====== SUPPLIED DATA ======
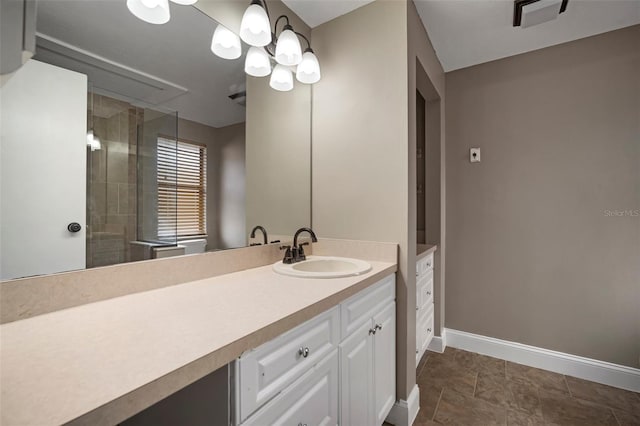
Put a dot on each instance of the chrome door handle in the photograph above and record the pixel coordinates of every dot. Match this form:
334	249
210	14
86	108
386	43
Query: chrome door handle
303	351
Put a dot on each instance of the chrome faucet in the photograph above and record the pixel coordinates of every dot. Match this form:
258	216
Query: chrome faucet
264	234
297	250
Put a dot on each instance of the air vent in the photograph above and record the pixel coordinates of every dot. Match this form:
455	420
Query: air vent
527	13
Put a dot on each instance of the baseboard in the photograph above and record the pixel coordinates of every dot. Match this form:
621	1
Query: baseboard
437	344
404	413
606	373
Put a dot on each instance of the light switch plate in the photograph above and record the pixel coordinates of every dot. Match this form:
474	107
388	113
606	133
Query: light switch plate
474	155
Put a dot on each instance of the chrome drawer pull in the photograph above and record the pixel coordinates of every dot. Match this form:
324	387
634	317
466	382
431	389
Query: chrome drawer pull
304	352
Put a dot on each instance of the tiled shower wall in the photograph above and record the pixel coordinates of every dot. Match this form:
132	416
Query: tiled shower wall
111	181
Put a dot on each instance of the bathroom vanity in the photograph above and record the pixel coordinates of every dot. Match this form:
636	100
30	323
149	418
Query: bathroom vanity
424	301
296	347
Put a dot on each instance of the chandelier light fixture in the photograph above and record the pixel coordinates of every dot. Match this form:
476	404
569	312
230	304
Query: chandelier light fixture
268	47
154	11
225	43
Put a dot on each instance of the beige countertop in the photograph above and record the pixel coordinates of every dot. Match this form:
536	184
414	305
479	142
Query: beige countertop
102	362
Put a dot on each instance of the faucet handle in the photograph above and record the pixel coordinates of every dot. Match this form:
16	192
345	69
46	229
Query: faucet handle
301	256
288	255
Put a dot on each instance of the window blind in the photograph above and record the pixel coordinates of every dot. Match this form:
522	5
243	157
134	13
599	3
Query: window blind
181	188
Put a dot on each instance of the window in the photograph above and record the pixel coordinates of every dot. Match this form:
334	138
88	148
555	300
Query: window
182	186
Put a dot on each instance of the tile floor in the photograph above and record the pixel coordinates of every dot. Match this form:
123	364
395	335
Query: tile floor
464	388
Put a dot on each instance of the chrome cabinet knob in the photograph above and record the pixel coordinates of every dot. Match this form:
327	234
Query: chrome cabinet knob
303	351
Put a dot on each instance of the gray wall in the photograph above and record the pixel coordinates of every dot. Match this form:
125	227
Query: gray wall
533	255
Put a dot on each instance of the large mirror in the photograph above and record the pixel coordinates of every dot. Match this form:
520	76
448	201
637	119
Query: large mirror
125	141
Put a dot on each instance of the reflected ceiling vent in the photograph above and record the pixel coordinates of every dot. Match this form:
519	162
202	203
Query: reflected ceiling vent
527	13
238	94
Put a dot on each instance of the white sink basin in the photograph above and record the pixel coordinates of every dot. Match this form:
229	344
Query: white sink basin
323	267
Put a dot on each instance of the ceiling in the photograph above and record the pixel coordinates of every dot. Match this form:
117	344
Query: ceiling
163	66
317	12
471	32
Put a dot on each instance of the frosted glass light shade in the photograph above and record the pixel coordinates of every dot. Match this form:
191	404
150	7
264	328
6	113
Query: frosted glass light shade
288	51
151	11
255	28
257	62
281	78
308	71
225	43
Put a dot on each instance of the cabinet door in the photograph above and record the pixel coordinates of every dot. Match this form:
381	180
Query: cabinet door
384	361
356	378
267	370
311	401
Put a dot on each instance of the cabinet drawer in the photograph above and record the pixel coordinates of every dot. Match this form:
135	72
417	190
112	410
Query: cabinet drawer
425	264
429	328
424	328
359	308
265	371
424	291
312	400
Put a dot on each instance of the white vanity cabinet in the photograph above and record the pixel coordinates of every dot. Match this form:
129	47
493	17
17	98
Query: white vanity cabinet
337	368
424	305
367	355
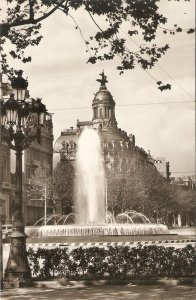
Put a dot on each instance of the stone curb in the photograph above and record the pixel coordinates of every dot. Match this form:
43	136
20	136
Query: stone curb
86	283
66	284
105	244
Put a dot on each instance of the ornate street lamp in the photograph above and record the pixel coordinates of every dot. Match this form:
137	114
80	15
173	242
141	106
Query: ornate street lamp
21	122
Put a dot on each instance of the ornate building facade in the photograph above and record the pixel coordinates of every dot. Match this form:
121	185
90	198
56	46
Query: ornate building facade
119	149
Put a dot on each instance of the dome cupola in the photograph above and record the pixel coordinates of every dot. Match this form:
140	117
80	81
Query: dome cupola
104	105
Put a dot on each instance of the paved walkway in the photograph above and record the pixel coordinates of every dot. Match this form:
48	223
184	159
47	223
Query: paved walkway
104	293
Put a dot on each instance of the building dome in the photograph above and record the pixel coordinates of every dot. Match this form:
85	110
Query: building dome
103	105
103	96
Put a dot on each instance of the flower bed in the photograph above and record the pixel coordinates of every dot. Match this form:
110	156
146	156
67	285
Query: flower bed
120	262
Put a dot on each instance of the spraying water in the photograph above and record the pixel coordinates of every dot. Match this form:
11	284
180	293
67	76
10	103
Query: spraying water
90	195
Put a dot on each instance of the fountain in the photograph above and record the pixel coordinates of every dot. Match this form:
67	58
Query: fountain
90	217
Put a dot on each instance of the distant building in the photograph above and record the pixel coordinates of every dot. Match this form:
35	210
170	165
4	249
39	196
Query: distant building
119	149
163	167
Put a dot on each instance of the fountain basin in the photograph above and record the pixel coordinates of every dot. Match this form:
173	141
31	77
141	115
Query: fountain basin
======
**CHALLENGE:** Starting at the line that has "Put a dot on each instance of the fountain basin" and continuing through the end of the material, write those lines out again with "fountain basin" swapped for "water basin" and nothing else altered.

**FULL ANSWER:**
Put a dot on each instance of the water basin in the photograph above and record the pixel coordinates of every dot. Match this form:
173	141
31	77
141	115
Query: water basin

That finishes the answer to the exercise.